Text shown:
========================================

Denver Post - June 18, 2004

By TED ROSE

Imagine serving 54,000 helpings of salad from your organic garden. Now imagine that your garden is just the size of a tennis court and sits at 8,000 feet.

For many years, Shambhala Mountain Center was simply a summertime tent city where a few hundred Buddhists gathered to meditate on this wild 600-acre parcel about an hour from Fort Collins.

Then, about five years ago, the center began an improbable project to cultivate the inaccessible land, to make it available to Buddhists and non-Buddhists alike, interested in learning about meditation and yoga. Shambhala Mountain built a few permanent structures, including an elaborate Buddhist shrine called a stupa, and offered a variety of programs to the public year-round.

That project is a success - more than 10,000 people visit each year - and the center has a new set of goals, including its ambitious horticultural one. The center wants to provide its residential community and thousands of visitors this summer with salad fixings grown in its high-altitude, organic garden.

"We can have a frost every month of the year," says a sighing Jim Tolstrup, Shambhala Mountain's land steward, its chief gardener and the man responsible for filling all those salad bowls.

Tolstrup's arrival at Shambhala Mountain three years ago heralded the beginning of the center's serious gardening effort. He brought decades of horticultural experience, including a stint as the chief gardener for the senior President Bush's estate in Kennebunkport, Maine.

But the rough environment has the final say in how and what Shambhala Mountain's garden will grow.

Tolstrup and his crew of eight seasonal volunteers use the heart of the summer growing season to plant vegetables that would typically be thought of as early-spring or winter crops in more temperate climates.

This month, the Shambhala Mountain garden is lined with kale, lettuce, spinach and chard.

========================================

Work order A: Translate this sentence from the article on the Shambhala Mountain garden into Spanish: "This month, the Shambhala Mountain garden is lined with kale, lettuce, spinach and chard."
Work order B: According to the article on the Shambhala Mountain garden, how many seasonal volunteers make up Jim Tolstrup's crew?
Work order C: Transcribe the passage of the Shambhala Mountain garden article between "Imagine serving 54,000" and "the public year-round.", inclusive.

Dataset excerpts

========================================

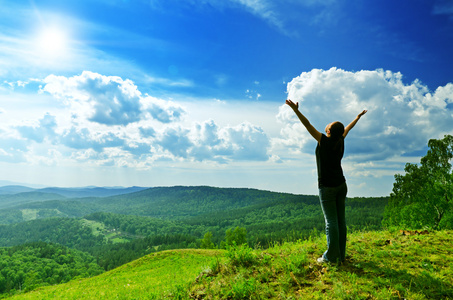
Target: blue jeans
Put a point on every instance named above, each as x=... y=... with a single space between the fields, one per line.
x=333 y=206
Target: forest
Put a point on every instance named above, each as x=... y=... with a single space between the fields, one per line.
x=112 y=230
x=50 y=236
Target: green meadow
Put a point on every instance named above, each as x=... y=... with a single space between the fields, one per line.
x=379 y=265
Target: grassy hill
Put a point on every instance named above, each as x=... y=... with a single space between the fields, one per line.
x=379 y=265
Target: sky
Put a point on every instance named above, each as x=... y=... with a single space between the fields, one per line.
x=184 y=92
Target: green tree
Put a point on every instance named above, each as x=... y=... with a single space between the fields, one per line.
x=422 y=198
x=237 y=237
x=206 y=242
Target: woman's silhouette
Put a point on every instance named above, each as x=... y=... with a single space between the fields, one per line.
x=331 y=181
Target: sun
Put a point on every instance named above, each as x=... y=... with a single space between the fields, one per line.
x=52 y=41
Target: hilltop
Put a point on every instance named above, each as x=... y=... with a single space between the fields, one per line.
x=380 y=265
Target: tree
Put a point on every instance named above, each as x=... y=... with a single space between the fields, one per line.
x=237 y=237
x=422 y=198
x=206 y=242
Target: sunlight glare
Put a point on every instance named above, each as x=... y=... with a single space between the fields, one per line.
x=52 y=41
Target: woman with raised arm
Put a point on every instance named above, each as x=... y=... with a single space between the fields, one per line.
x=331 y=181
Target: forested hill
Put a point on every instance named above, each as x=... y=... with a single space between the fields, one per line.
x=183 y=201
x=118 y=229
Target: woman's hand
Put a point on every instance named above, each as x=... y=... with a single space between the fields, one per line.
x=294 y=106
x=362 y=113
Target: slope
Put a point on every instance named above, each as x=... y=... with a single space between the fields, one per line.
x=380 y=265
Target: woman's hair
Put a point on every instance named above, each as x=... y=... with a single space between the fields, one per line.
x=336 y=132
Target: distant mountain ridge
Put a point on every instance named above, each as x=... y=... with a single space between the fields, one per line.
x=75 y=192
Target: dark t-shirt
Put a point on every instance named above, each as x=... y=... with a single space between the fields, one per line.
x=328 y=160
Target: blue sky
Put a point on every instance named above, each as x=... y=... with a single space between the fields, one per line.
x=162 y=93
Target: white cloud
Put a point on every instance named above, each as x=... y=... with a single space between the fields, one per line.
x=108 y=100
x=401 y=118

========================================

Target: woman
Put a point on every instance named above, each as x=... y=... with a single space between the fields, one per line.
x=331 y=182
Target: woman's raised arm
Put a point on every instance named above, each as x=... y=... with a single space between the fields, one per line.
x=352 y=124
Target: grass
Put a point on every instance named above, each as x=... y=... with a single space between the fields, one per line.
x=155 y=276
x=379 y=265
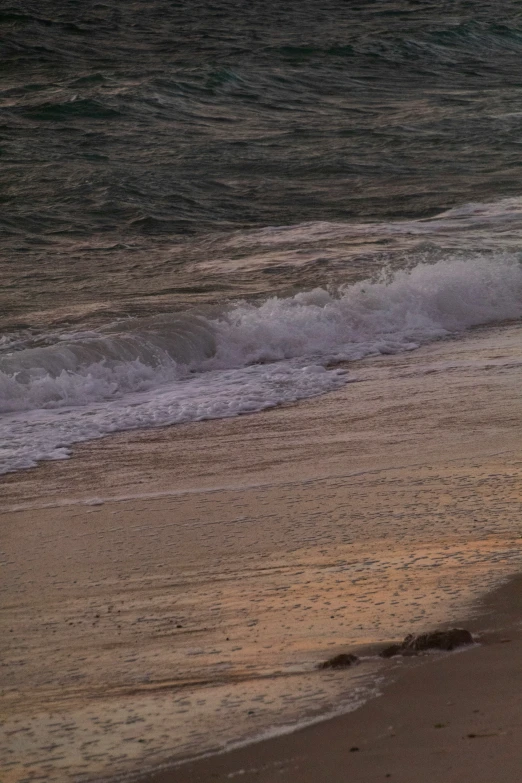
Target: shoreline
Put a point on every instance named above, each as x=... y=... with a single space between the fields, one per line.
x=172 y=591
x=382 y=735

========================================

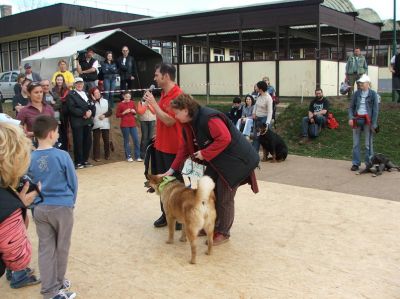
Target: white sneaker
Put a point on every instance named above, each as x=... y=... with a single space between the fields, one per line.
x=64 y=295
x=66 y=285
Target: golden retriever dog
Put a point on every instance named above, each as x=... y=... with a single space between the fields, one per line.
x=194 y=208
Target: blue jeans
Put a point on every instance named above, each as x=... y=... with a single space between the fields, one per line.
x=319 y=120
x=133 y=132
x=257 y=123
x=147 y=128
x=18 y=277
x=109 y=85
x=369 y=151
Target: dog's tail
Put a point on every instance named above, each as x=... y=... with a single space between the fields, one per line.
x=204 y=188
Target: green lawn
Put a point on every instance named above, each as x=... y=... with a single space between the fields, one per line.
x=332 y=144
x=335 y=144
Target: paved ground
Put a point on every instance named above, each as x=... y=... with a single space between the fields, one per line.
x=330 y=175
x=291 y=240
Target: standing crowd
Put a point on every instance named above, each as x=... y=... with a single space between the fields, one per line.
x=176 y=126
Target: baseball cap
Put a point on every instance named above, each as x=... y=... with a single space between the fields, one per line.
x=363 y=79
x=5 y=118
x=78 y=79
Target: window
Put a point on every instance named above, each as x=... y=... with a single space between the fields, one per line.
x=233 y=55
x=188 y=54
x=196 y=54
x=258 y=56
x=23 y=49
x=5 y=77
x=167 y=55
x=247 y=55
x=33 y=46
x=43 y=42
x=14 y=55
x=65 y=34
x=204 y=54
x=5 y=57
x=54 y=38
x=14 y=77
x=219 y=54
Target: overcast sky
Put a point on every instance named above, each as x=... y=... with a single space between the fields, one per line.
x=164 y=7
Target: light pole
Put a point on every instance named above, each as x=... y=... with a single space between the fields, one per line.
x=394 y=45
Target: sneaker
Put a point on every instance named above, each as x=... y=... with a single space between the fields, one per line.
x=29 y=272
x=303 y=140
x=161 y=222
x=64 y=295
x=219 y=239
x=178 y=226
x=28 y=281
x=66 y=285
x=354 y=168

========================================

Exercise result A: Este mes, el huerto de Shambhala Mountain está bordeado de col rizada, lechuga, espinaca y acelga.

Exercise result B: Eight.

Exercise result C:
Imagine serving 54,000 helpings of salad from your organic garden. Now imagine that your garden is just the size of a tennis court and sits at 8,000 feet.

For many years, Shambhala Mountain Center was simply a summertime tent city where a few hundred Buddhists gathered to meditate on this wild 600-acre parcel about an hour from Fort Collins.

Then, about five years ago, the center began an improbable project to cultivate the inaccessible land, to make it available to Buddhists and non-Buddhists alike, interested in learning about meditation and yoga. Shambhala Mountain built a few permanent structures, including an elaborate Buddhist shrine called a stupa, and offered a variety of programs to the public year-round.